Text extract =
================

Reflections 4 – Student-led, LAHP-funded conference: ‘(Im)mobility: Dialectics of Movement, Power and Resistance’

This conference represented a joint effort between a ten-strong organising committee to hold a one-day event for early career and PhD scholars in the Arts and Humanities and Social Sciences to share, discuss and develop their research in a formal yet supportive conference setting. Drawing on the strategic London location LAHP offers, we were able to use the stunning LSE PhD academy to great effect, offering four interdisciplinary panel sessions and a keynote lecture by Dr Alexander Samson (University College London) across the day. The conference was a great success, pulling together researchers from the UK, Europe and beyond, and benefited the organising committee in a range of ways.

On the one hand, it offered an unrivalled opportunity for us to refine and develop our skills in conference organising, something several of us noted would be invaluable as we continue forward on our academic trajectories. In the run-up to the conference, this included abstract selection, communicating with delegates, use of social media, venue liaison and teamwork. On the day of the conference, it also meant panel chairing, photography, liaising with delegates, and ensuring other aspects of the conference including the evening meal, ran smoothly. On the other hand, it also represented a great opportunity for the group to develop scholarly relationships with delegates from outside London whilst at the same time nurture a sense of collegiality with other LAHP peers. Similarly, the conference also provided a significant opportunity for establishing connections with students in other disciplines. The program included ten papers, with subjects ranging broadly in the fields of the Humanities. Talking and listening about mobility, we spent a day travelling through time and space, gaining awareness on how the mobility paradigm can be successfully applied to various fields, and to studies with very different approaches and aims.

We began the day listening to Johanna Hopp (University of Oxford), who communicated her work on hitchhiking as a psychological experience, focusing on aspects of how this particular mobility is inherently gendered. Then Avital Beirach Barak (Tel Aviv University) and Philip Corran (King’s College London) reflected on experiences of mobility or immobility as forms of resistance to the dominant trends in society. Avital’s paper concentrated on corporeal mobilities, namely the decolonial mobilities of Palestine Parkour groups, and was contrasted by the contribution of Philip, who elaborated on his ‘non-corporeal’ (but still ‘transportive’) mobilities research with elderly disabled Londoners. Various contributions then focused on narratives of mobilities.

Maria Teresa Franco Aguilar (Queen Mary University) talked about Mexican cinematic narratives of urban automobility. Urban movement was also the focus of Lise Villemoes Grønvold (University College London), whose paper dealt with the novels Open City (Cole 2011) and 10:04 (Lerner 2014). Lise stressed how, the high amount of narrated corporeal movement corresponds to a lack of aim and destination in the novels. The same lack of teleology in narrative movements was then identified by Jonathan Lewis (University of Liverpool) in the novel Bel-Avenir (Tadjer 2006), which Jonathan presented as a ‘site of transcolonial francophone connection’. The dichotomy ‘mobility-freedom’, Jonathan sought to challenge was also questioned by Semra Horuz (Technische Universität Wien) during her presentation of the autobiographical travel writings of two Turkish women travellers who lived in the second half of the nineteenth century.

================

[Point labeling dataset excerpts]
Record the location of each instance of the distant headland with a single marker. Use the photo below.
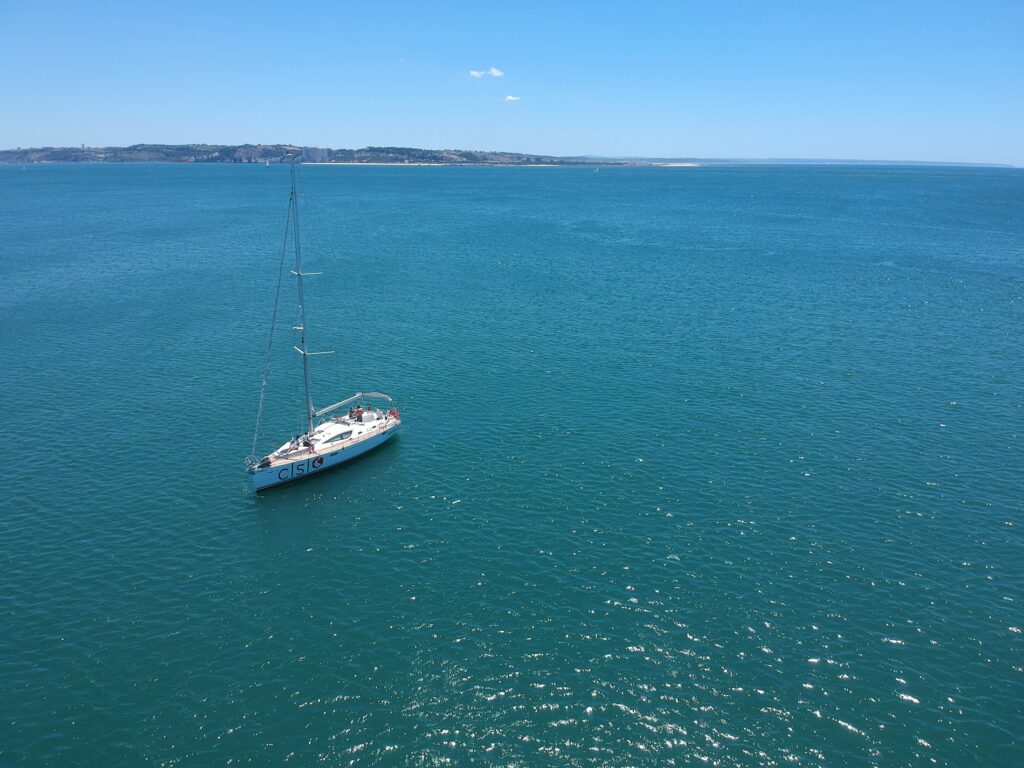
(283, 154)
(264, 154)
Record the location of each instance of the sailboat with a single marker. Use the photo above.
(329, 440)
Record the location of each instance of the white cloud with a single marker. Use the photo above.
(493, 72)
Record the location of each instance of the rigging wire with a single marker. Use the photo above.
(269, 343)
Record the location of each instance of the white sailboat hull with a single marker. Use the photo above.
(313, 462)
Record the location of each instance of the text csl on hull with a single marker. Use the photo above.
(371, 420)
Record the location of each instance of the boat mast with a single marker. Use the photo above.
(301, 328)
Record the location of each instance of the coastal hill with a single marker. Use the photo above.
(385, 156)
(280, 154)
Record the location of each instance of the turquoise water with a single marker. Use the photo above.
(699, 465)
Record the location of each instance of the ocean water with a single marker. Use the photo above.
(698, 466)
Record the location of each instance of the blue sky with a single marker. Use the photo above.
(845, 80)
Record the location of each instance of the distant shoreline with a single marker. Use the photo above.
(398, 156)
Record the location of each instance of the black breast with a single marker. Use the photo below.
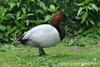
(62, 32)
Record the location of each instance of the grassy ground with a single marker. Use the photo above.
(70, 56)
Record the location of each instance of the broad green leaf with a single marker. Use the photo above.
(24, 10)
(6, 34)
(12, 4)
(85, 15)
(8, 28)
(94, 6)
(87, 1)
(42, 5)
(47, 17)
(52, 7)
(39, 11)
(1, 35)
(87, 23)
(98, 30)
(18, 14)
(5, 39)
(91, 21)
(18, 4)
(81, 4)
(3, 28)
(30, 14)
(98, 24)
(13, 29)
(79, 11)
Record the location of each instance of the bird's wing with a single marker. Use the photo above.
(26, 36)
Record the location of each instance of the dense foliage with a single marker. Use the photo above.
(18, 16)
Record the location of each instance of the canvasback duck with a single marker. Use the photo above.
(45, 35)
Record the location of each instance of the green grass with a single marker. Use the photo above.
(70, 56)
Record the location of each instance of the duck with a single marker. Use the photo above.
(46, 35)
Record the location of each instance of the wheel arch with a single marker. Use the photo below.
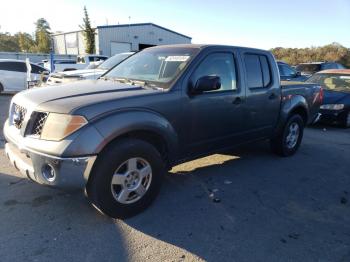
(143, 125)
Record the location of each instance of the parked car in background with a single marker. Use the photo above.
(336, 102)
(288, 73)
(81, 62)
(75, 75)
(163, 106)
(308, 69)
(13, 74)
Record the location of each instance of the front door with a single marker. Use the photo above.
(214, 118)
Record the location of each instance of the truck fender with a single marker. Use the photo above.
(292, 104)
(122, 123)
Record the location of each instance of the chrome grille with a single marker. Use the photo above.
(38, 124)
(18, 115)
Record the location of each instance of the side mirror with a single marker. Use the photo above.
(207, 83)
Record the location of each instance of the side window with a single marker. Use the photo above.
(340, 66)
(218, 64)
(287, 71)
(258, 70)
(328, 66)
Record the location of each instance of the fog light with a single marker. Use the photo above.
(48, 173)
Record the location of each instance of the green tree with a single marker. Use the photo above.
(26, 42)
(42, 36)
(89, 33)
(332, 52)
(8, 43)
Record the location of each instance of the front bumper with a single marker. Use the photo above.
(50, 170)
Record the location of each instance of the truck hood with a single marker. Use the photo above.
(67, 98)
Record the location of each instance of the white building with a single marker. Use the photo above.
(113, 39)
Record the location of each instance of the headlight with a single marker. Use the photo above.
(59, 126)
(333, 106)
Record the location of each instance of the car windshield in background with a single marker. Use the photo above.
(156, 66)
(114, 60)
(331, 81)
(309, 68)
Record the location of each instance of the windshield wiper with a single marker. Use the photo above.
(145, 84)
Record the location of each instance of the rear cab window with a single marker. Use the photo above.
(258, 71)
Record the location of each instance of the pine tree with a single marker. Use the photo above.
(89, 33)
(42, 36)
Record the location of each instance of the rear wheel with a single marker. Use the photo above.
(287, 142)
(126, 179)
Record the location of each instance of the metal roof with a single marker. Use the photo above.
(143, 24)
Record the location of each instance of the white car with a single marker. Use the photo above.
(13, 74)
(69, 76)
(82, 62)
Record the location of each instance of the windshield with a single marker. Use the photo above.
(158, 66)
(114, 60)
(331, 81)
(309, 68)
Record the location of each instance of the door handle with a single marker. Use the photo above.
(237, 101)
(272, 96)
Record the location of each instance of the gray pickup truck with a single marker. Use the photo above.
(117, 136)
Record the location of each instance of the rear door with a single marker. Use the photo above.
(263, 92)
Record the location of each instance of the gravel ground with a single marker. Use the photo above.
(247, 205)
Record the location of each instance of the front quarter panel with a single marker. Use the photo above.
(122, 122)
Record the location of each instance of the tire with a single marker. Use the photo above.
(287, 142)
(137, 170)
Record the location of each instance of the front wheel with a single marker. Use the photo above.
(346, 122)
(287, 142)
(126, 178)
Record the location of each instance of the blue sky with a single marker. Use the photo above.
(255, 23)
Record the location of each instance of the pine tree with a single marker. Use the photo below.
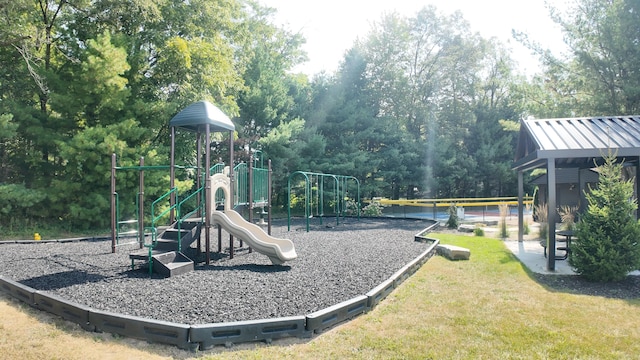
(608, 233)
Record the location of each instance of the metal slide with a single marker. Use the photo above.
(278, 250)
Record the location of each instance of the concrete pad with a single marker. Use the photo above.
(531, 254)
(453, 252)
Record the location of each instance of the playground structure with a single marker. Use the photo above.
(278, 250)
(339, 199)
(189, 215)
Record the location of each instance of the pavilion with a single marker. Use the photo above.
(572, 143)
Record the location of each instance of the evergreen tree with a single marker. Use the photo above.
(607, 247)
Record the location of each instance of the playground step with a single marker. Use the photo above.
(175, 234)
(166, 244)
(172, 263)
(143, 254)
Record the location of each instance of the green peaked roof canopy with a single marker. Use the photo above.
(195, 116)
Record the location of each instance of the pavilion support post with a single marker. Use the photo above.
(520, 206)
(551, 214)
(172, 175)
(113, 204)
(209, 196)
(637, 186)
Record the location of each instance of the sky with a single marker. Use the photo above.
(331, 26)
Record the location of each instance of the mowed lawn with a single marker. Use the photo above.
(485, 308)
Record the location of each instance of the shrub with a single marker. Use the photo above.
(568, 216)
(607, 247)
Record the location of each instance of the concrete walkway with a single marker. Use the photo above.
(531, 254)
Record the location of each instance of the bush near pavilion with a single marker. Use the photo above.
(607, 248)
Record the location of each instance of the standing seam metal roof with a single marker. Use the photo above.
(573, 138)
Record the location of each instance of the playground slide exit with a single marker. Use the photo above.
(278, 250)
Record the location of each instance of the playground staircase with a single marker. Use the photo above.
(163, 255)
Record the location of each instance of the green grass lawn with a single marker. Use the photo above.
(485, 308)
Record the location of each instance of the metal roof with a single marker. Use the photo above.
(198, 114)
(576, 142)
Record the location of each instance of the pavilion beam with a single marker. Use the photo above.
(551, 214)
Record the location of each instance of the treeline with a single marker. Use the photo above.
(420, 107)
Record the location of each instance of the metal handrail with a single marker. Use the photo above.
(194, 211)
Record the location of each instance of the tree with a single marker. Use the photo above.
(608, 234)
(599, 75)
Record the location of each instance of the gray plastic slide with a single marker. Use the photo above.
(278, 250)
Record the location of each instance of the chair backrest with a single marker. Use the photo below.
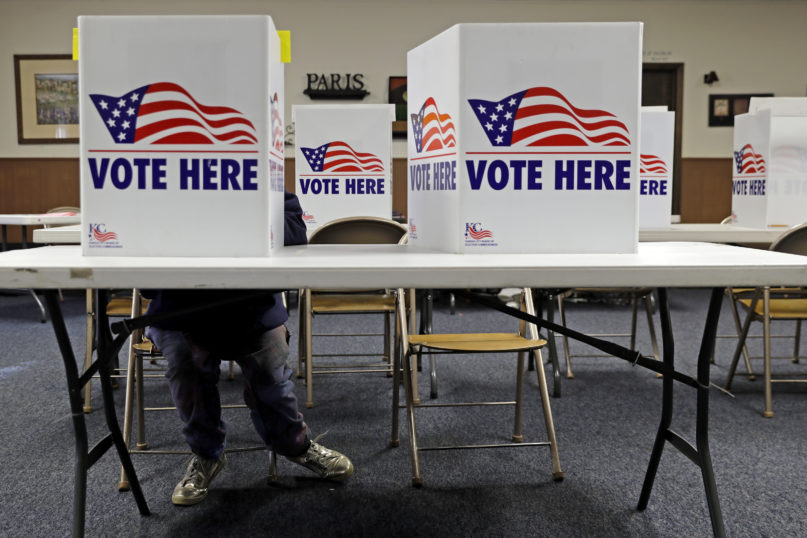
(359, 231)
(793, 241)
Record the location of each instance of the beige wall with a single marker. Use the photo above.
(755, 46)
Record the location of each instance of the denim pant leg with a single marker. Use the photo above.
(269, 393)
(193, 374)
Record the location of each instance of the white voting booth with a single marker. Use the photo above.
(343, 161)
(181, 135)
(525, 138)
(656, 147)
(769, 183)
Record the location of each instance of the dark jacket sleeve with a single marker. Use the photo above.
(294, 232)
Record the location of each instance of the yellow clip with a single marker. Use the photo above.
(285, 46)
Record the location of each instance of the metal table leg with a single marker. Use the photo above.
(700, 454)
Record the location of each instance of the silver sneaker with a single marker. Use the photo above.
(192, 489)
(324, 462)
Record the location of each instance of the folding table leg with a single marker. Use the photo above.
(86, 458)
(700, 454)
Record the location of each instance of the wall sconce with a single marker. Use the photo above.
(710, 78)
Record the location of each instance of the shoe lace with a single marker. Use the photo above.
(194, 471)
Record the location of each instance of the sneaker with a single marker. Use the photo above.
(324, 462)
(192, 489)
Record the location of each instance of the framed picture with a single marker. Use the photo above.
(723, 108)
(47, 98)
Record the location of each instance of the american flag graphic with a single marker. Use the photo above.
(103, 237)
(748, 161)
(165, 113)
(432, 130)
(277, 124)
(651, 164)
(477, 234)
(340, 157)
(542, 116)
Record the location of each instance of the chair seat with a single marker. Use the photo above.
(479, 342)
(353, 303)
(781, 308)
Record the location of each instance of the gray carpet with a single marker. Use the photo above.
(605, 421)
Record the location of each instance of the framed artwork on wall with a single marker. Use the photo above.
(47, 98)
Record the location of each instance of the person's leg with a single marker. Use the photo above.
(269, 393)
(193, 374)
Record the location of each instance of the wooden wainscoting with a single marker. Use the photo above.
(705, 189)
(31, 185)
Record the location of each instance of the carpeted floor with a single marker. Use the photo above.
(605, 421)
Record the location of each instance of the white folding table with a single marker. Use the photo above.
(37, 219)
(712, 233)
(660, 265)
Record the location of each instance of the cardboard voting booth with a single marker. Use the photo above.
(181, 136)
(525, 138)
(769, 183)
(656, 149)
(343, 161)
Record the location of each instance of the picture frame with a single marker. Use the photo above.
(397, 96)
(723, 107)
(47, 98)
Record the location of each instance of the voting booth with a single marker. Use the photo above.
(769, 166)
(181, 135)
(343, 161)
(656, 150)
(525, 138)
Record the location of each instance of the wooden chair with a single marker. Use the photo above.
(526, 340)
(776, 304)
(312, 303)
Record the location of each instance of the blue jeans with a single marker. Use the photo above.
(193, 374)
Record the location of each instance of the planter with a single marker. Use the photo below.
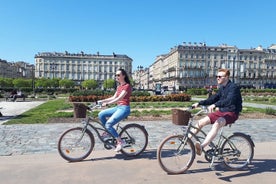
(79, 110)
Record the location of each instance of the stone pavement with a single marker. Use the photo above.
(28, 154)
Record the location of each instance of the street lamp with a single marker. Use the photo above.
(140, 68)
(234, 58)
(33, 78)
(53, 66)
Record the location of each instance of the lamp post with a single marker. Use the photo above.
(234, 59)
(53, 66)
(140, 68)
(33, 79)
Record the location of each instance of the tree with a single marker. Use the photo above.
(6, 82)
(20, 82)
(109, 84)
(89, 84)
(66, 83)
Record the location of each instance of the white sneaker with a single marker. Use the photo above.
(120, 145)
(105, 136)
(198, 148)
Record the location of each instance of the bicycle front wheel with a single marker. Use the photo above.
(136, 139)
(76, 144)
(237, 151)
(176, 154)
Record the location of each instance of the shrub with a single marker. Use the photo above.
(270, 111)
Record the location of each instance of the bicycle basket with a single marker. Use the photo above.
(180, 117)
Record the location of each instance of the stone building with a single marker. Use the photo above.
(195, 66)
(81, 66)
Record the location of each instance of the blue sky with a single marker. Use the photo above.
(141, 29)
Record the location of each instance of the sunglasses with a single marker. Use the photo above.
(219, 76)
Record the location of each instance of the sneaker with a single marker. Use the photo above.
(198, 148)
(120, 145)
(105, 136)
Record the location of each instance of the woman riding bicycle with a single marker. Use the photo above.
(111, 116)
(229, 102)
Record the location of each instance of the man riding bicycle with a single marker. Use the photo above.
(224, 108)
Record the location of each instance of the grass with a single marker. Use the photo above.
(53, 109)
(42, 113)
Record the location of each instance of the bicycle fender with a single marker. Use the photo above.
(246, 135)
(135, 124)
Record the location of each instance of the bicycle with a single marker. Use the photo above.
(77, 143)
(176, 153)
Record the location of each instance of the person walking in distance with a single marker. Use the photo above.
(111, 116)
(224, 108)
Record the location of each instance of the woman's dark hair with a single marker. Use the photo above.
(123, 72)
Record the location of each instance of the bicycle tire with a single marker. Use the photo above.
(237, 151)
(75, 145)
(136, 139)
(174, 156)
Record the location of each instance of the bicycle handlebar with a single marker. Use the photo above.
(94, 106)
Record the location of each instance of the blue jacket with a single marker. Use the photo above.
(227, 99)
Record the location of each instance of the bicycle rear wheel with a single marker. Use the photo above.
(175, 154)
(75, 144)
(136, 139)
(237, 151)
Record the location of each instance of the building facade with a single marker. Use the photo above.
(80, 67)
(16, 69)
(196, 65)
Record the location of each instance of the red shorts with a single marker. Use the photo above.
(230, 117)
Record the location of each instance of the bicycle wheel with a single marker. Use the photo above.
(175, 155)
(237, 151)
(75, 145)
(136, 139)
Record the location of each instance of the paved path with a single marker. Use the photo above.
(13, 109)
(108, 167)
(29, 154)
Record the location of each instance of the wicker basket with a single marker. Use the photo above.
(180, 117)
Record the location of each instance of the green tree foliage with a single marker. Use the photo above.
(89, 84)
(20, 82)
(109, 84)
(66, 83)
(6, 82)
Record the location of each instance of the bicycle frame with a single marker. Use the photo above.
(215, 151)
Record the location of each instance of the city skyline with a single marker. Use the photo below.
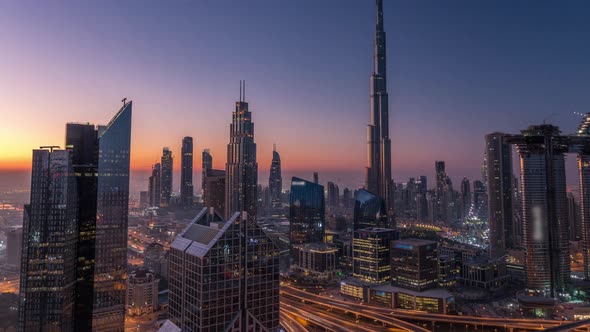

================

Set task 1 =
According to the conference reflection, who gave the keynote lecture?
Set task 2 =
Using the conference reflection, explain why the organizing committee saw the chance to practice conference organizing as valuable.

Task output 1 =
Dr Alexander Samson of University College London gave the keynote lecture.

Task output 2 =
Several committee members noted that conference organizing skills would be invaluable as they moved forward in their academic careers. The event let them refine those skills through tasks such as abstract selection, venue liaison, teamwork and panel chairing.